__WHAT YOU SHOULD DO__. Please retype exactly, and with nothing added, the lines of the material from the one with "Can you find the gloved" through the final one.

__DATA UNDER STUDY__.
-=-=-

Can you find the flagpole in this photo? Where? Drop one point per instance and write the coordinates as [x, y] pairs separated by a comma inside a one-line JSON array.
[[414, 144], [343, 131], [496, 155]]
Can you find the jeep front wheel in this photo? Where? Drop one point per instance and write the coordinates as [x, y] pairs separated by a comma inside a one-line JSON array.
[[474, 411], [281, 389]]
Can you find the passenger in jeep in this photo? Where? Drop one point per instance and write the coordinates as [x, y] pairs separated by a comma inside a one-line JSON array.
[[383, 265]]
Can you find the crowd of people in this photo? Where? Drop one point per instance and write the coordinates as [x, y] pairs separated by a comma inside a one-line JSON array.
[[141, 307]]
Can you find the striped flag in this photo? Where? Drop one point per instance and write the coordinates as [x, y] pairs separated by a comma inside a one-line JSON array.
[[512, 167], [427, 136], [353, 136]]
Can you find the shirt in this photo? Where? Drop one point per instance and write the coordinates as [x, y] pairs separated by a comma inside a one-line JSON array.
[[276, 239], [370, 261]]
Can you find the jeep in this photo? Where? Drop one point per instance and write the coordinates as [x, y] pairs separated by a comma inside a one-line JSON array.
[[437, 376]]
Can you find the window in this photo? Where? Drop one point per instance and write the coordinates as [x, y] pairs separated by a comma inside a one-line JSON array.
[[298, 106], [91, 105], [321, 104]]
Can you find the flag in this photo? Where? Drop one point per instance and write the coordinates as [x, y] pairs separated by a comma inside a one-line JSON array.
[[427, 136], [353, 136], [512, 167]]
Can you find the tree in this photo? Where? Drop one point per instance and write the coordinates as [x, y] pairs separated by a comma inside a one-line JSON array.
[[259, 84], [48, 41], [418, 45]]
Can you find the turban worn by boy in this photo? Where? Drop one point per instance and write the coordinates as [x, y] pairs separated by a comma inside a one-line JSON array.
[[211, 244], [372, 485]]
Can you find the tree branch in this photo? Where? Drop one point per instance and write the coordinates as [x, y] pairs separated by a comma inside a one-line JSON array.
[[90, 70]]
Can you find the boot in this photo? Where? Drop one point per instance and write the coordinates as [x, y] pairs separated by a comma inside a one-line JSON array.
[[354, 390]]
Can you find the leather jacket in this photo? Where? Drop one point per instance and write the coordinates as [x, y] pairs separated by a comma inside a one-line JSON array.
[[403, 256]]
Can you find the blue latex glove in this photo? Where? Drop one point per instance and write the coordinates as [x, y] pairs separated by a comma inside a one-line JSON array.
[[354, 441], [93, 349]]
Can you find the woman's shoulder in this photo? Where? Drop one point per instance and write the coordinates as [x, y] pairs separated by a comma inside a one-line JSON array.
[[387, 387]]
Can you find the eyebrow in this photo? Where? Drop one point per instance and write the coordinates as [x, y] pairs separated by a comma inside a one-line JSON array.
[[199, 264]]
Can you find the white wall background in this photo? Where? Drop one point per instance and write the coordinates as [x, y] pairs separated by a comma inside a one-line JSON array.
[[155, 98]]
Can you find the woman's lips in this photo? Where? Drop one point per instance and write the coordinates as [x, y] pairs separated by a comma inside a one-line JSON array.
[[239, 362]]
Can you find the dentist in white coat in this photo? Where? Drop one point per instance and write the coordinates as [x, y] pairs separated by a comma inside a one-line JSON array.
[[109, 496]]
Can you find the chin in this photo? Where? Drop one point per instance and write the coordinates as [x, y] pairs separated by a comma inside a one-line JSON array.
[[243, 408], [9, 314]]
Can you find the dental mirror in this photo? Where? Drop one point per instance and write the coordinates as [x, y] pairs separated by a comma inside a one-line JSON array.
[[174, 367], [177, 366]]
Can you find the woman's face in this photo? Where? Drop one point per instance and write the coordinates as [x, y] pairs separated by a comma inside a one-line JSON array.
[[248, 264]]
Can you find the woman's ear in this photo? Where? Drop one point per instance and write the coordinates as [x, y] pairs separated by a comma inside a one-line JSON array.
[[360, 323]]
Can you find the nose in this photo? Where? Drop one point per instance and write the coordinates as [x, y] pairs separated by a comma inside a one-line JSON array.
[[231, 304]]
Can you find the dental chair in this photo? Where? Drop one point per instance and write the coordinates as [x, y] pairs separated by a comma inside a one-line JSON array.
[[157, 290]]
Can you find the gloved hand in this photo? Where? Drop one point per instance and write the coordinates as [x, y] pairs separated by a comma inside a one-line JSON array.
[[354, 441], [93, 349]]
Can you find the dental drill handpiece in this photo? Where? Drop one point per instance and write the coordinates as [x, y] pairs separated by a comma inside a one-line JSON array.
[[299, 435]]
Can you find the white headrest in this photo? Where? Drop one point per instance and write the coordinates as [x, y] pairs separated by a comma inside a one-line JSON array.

-=-=-

__RESPONSE__.
Can you find the gloved hand in this photo? Where? Drop one point per instance and write the coordinates as [x, y] pairs separated by a comma inside a one-line JSON array.
[[354, 441], [93, 349]]
Can you find the dental drill handpiece in this photo? Where? Drop one point per instance and write the coordinates as [x, y] pairs separated by a comma inside a one-line JSON array.
[[299, 435]]
Can you find the white headrest in this photo? Where? Drop one point per instance and write the coordinates as [x, y] pairs separated by a comma inside a one-line JSON array.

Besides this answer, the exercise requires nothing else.